# [DIRECTION]
Locate each line in the material below that contains the string "mode", and copy those lines in full.

# [AVAILABLE RECORDS]

BEGIN

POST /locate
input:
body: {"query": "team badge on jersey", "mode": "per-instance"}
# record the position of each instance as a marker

END
BEGIN

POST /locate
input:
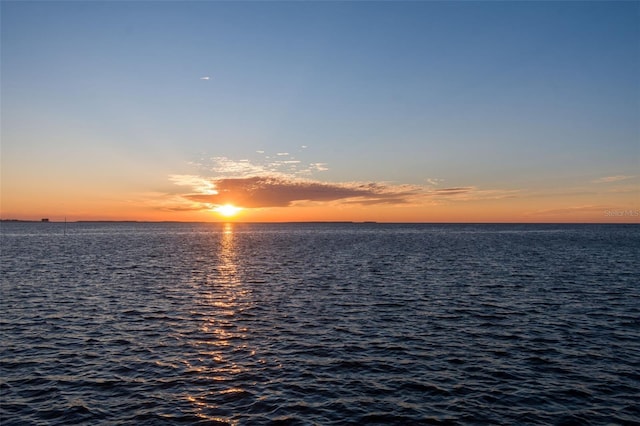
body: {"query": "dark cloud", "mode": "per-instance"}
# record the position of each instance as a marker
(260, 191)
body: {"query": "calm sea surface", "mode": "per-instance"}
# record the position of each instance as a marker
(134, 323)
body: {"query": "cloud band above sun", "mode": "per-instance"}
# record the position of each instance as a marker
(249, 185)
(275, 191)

END

# [ANSWER FOR THIS EXERCISE]
body: {"query": "team badge on jersey", "mode": "per-instance"}
body: {"query": "dark cloud", "mode": "per-instance"}
body: {"query": "calm sea surface", "mode": "per-instance"}
body: {"query": "cloud band above sun", "mode": "per-instance"}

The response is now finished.